▶ [YOUR TASK]
Return all lines below containing the word "Target".

▶ [GIVEN ENTRIES]
^^^^
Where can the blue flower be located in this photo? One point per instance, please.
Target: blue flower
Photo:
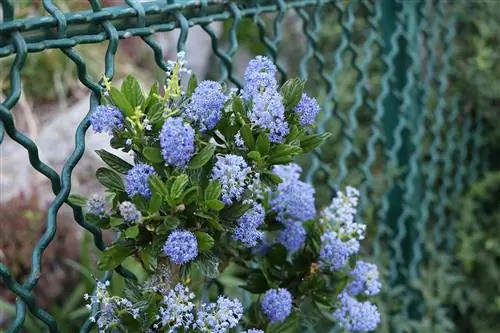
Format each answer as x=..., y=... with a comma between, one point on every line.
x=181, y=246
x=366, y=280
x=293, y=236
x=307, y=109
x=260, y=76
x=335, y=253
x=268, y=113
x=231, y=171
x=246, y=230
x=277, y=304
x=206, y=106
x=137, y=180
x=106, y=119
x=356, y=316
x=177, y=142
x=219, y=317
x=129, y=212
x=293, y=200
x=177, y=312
^^^^
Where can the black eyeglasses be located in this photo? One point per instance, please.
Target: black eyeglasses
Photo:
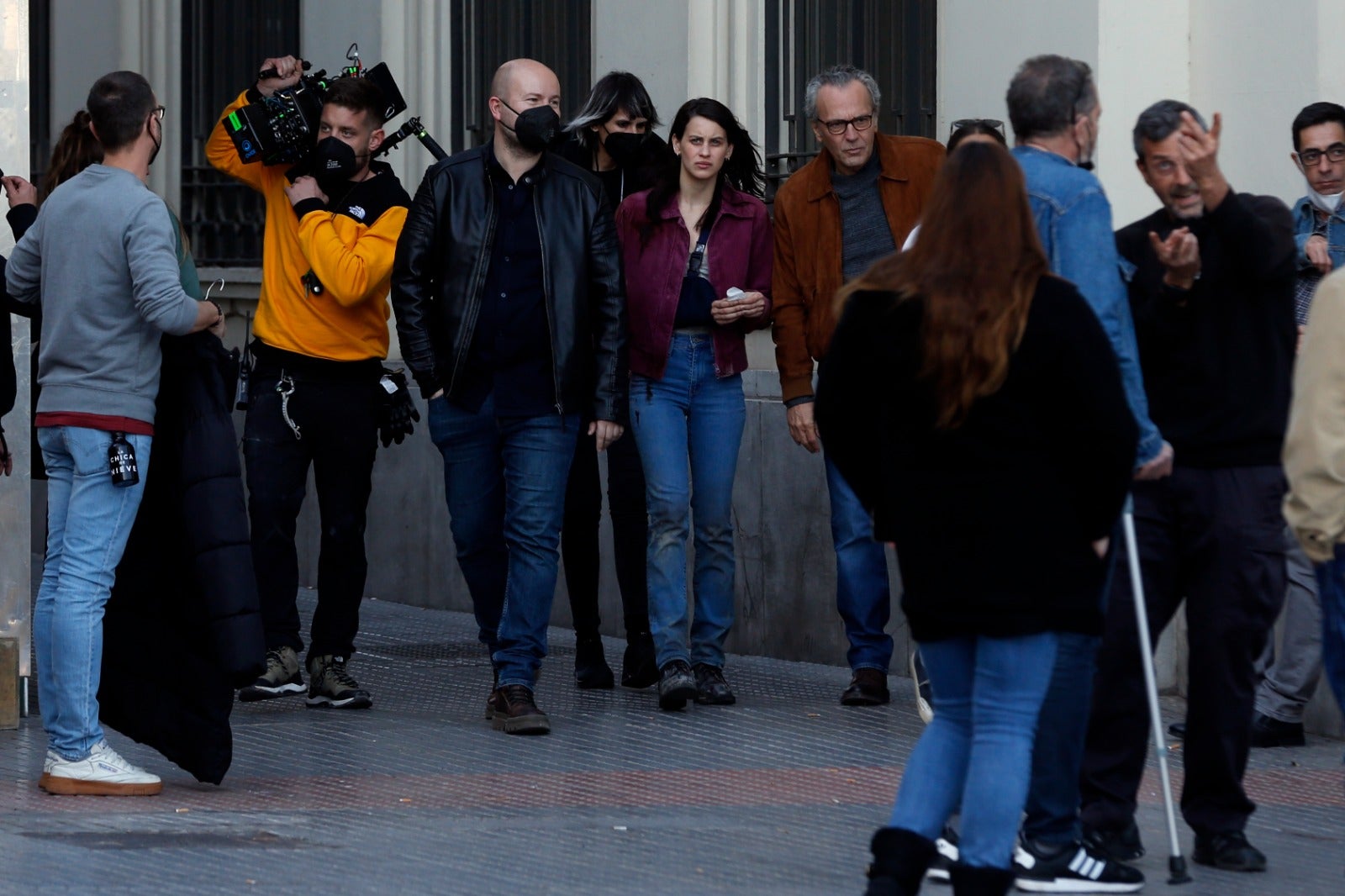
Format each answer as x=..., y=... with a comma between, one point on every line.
^^^^
▶ [SOLUTION]
Target: blue flower
Target: black eyeglasses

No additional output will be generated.